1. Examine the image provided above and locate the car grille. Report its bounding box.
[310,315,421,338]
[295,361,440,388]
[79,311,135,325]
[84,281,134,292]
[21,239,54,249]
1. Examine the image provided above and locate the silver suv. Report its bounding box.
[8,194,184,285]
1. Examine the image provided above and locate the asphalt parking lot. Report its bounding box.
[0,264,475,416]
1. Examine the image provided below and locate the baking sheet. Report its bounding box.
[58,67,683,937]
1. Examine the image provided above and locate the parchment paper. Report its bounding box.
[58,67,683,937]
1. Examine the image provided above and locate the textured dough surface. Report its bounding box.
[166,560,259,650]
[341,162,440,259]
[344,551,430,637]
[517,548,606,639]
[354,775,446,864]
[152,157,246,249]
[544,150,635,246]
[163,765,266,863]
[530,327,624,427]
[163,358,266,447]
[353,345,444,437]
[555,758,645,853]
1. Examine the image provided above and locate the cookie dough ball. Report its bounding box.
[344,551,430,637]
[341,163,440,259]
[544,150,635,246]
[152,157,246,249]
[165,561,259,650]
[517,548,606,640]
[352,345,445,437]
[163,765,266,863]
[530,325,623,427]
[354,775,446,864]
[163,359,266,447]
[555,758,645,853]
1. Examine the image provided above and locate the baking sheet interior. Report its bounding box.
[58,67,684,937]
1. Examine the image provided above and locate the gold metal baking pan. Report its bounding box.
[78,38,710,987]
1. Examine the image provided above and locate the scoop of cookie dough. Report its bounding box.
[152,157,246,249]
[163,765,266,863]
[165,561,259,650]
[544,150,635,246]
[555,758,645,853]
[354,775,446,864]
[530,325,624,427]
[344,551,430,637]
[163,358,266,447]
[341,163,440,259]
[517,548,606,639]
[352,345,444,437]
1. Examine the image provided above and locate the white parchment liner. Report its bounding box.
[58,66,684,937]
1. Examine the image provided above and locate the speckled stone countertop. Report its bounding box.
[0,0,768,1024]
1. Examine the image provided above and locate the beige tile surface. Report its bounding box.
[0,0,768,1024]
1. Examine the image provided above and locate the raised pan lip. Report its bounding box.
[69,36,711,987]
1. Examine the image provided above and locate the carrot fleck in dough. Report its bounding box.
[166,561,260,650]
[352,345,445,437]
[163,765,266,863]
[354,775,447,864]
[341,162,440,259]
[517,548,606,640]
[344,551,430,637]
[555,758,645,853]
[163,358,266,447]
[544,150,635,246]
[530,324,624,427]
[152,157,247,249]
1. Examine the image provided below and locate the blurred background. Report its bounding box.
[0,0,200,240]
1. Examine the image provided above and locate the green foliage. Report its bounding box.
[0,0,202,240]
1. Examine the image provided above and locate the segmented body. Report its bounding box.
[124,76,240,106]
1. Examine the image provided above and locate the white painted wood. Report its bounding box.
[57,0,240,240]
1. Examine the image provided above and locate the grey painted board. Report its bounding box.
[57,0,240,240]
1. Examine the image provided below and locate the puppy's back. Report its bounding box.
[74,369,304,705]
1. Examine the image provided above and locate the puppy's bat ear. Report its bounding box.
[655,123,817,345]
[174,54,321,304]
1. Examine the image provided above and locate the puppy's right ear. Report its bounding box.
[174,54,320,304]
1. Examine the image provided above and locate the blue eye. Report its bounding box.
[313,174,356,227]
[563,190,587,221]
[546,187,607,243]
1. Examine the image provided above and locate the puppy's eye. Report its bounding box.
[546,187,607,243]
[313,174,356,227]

··········

WRITTEN INSTRUCTION
Reproduce the whole listing above line for line, without changing anything.

CORRECT OUTPUT
1. Examine the image provided above and locate the car grille. Report its bounding box.
[310,315,421,338]
[295,361,440,388]
[79,311,135,325]
[84,281,134,292]
[21,239,54,249]
1. Examine the image provided above and locate the silver suv. Report its bounding box.
[8,194,184,285]
1. Examine the image provided above and locate the asphalt parking lot. Report its bounding box.
[0,264,475,416]
1. Examine the image provided below and locate the baking sheet. Report its bounding box.
[58,67,683,937]
1. Examine the image provided above and locate the parchment paper. Report its bounding box.
[58,67,683,937]
1. Examine the image provided above and locate the textured dough surface. Report its bounding box.
[166,560,259,650]
[341,162,440,259]
[344,551,430,637]
[517,548,606,639]
[354,775,446,864]
[152,157,246,249]
[544,150,635,246]
[163,765,266,863]
[530,327,624,427]
[163,358,266,447]
[353,345,444,437]
[555,758,645,853]
1. Examine the image provided above and locate the cookie dough ball. Report its bounding box.
[344,551,430,637]
[341,163,440,259]
[544,150,635,246]
[152,157,246,249]
[165,561,259,650]
[517,548,606,640]
[352,345,445,437]
[163,765,266,863]
[530,325,623,427]
[354,775,446,864]
[163,359,266,447]
[555,758,645,853]
1. Examine the image provided above and locate the baking sheet interior. Report its bounding box.
[58,67,684,937]
1. Examine the image provided above and locate the gold metal baking pan. Report its bounding box.
[78,38,710,987]
1. Examine the image provided above and locate the scoop of cookie dough. Report its bounding box.
[152,157,246,249]
[163,765,266,863]
[165,561,259,650]
[544,150,635,246]
[555,758,645,853]
[354,775,446,864]
[530,325,624,427]
[344,551,430,637]
[163,358,266,447]
[341,163,440,259]
[517,548,606,639]
[352,345,444,437]
1. Examine the image provided above and locate the white parchment liner. Report its bounding box.
[58,66,684,937]
1. Examine the image provided above and locate the speckled stone countertop. Report its bounding box.
[0,0,768,1024]
1. Examine the image provided above and locate the beige tile surface. Report its bounding box.
[0,0,768,1024]
1. Examine the image provided above and locate the raised pan lip. Report its bounding box.
[69,36,711,987]
1. Examine the image provided above and locate the carrot fleck in dough. Report its bounding box.
[166,561,260,650]
[352,345,445,437]
[163,765,266,863]
[354,775,447,864]
[341,162,440,259]
[517,548,606,640]
[344,551,430,637]
[555,758,645,853]
[163,358,266,447]
[544,150,635,246]
[530,324,624,427]
[152,157,247,249]
1. Examine the image provided below and locate the blurred background. Report its bounding box.
[0,0,200,240]
1. Examine the image provided above and locate the green foliage. Report its bounding box.
[0,0,202,240]
1. Examine the image provided above and locate the segmented body. Report its bounding box.
[124,76,240,106]
1. Examine the image provided above and locate the white painted wood. Report its bounding box.
[57,0,240,240]
1. Examine the image provided above and locate the grey painted board. Report its bounding box.
[57,0,240,240]
1. Examine the image provided below and locate the puppy's back. Report its bounding box.
[74,369,304,705]
1. Examine the image provided above and locate the puppy's bat ear. Report its bounding box.
[655,123,817,345]
[174,54,321,304]
1. Examine the image provided above and locate the puppy's right ear. Report its bounding box.
[174,54,320,304]
1. Examine the image provided above and locate the blue eye. Report its bounding box.
[313,174,356,227]
[563,190,587,221]
[546,187,607,243]
1. Examine the image provided above and locate the puppy's eye. Report its bounding box.
[546,187,607,243]
[313,174,356,227]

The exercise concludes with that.